[[ Source extract open ]]

Taylor Lorenz, the country's foremost public advocate for TikTok, continued her advocacy work on Wednesday by attacking her journalist colleagues at the Washington Post for reporting fake news about the Chinese-owned spyware app for teens.
Lorenz, who joined the Post earlier this year in an effort to cultivate her personal "brand," co-authored an extensive story that purports to reflect negatively on Meta (the company formerly known as Facebook), which happens to be one of TikTok's biggest competitors. The story implies that Meta, an American company, did something wrong or unusual by hiring Targeted Victory, a public relations firm, to undermine its Chinese-owned rival by promoting negative stories about TikTok in local media markets, among other tactics. What Lorenz describes as a "bare-knuckle" scheme appears to be little more than a standard PR campaign.
For example, the PR firm "worked to amplify negative TikTok coverage" in part by keeping track of what Lorenz refers to as "dubious local news stories citing TikTok as the origin of dangerous teen trends," and working with local media consultants to "promote these alleged TikTok trends." Lorenz cites stories about the "devious licks" TikTok challenge, which involved students vandalizing school property, as an example of the firm's success in reaching local media markets "across Massachusetts, Michigan, Minnesota, Rhode Island and Washington, D.C."

[[ Source extract closed ]]

■ Exercise description: Write out the entire passage on Meta's PR campaign against TikTok word for word. The data after this point comes from a separate, unrelated source.

[[ Data open ]]

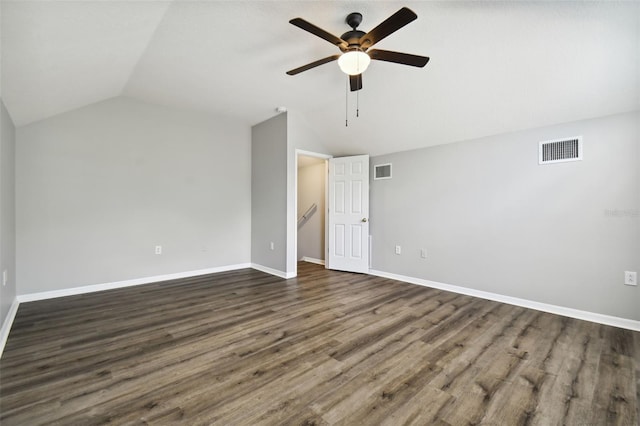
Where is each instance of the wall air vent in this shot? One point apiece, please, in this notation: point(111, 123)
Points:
point(382, 171)
point(560, 150)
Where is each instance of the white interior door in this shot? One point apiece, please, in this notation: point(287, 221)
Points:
point(349, 213)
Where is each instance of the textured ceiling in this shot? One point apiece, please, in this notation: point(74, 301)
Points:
point(495, 67)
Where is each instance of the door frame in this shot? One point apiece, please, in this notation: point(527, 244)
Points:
point(294, 230)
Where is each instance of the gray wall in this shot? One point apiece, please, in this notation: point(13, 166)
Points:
point(99, 187)
point(492, 219)
point(311, 189)
point(269, 193)
point(7, 211)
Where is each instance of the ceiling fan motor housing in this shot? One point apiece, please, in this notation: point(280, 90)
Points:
point(354, 19)
point(353, 38)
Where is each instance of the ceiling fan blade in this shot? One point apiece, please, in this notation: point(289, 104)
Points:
point(308, 26)
point(313, 64)
point(355, 81)
point(389, 26)
point(398, 58)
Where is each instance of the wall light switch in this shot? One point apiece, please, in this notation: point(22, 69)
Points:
point(630, 278)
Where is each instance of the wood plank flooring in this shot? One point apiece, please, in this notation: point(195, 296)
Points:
point(327, 348)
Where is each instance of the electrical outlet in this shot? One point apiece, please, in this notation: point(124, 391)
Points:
point(630, 278)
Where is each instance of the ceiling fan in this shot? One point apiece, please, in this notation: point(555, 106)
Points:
point(355, 44)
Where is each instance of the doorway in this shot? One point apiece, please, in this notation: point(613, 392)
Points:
point(311, 198)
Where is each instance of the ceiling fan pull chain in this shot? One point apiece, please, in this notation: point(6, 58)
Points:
point(346, 103)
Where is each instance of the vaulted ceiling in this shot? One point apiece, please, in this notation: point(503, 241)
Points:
point(495, 67)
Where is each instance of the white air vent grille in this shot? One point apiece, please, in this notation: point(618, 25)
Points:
point(382, 171)
point(560, 150)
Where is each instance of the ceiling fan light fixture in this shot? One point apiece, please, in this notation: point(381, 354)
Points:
point(354, 62)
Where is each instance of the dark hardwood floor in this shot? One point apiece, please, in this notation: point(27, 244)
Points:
point(246, 348)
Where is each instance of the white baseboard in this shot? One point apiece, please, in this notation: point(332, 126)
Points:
point(277, 273)
point(126, 283)
point(312, 260)
point(6, 325)
point(545, 307)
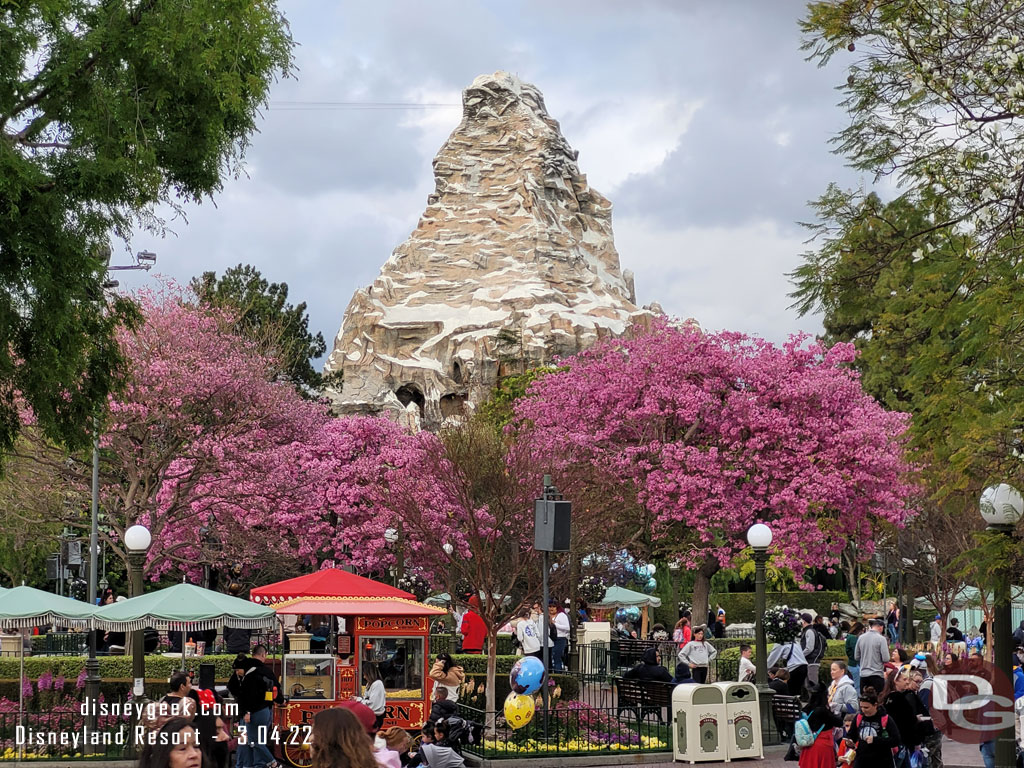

[[ Data closed ]]

■ Exercise result:
Taylor Lorenz, the country's foremost public advocate for TikTok, continued her advocacy work on Wednesday by attacking her journalist colleagues at the Washington Post for reporting fake news about the Chinese-owned spyware app for teens.
Lorenz, who joined the Post earlier this year in an effort to cultivate her personal "brand," co-authored an extensive story that purports to reflect negatively on Meta (the company formerly known as Facebook), which happens to be one of TikTok's biggest competitors. The story implies that Meta, an American company, did something wrong or unusual by hiring Targeted Victory, a public relations firm, to undermine its Chinese-owned rival by promoting negative stories about TikTok in local media markets, among other tactics. What Lorenz describes as a "bare-knuckle" scheme appears to be little more than a standard PR campaign.
For example, the PR firm "worked to amplify negative TikTok coverage" in part by keeping track of what Lorenz refers to as "dubious local news stories citing TikTok as the origin of dangerous teen trends," and working with local media consultants to "promote these alleged TikTok trends." Lorenz cites stories about the "devious licks" TikTok challenge, which involved students vandalizing school property, as an example of the firm's success in reaching local media markets "across Massachusetts, Michigan, Minnesota, Rhode Island and Washington, D.C."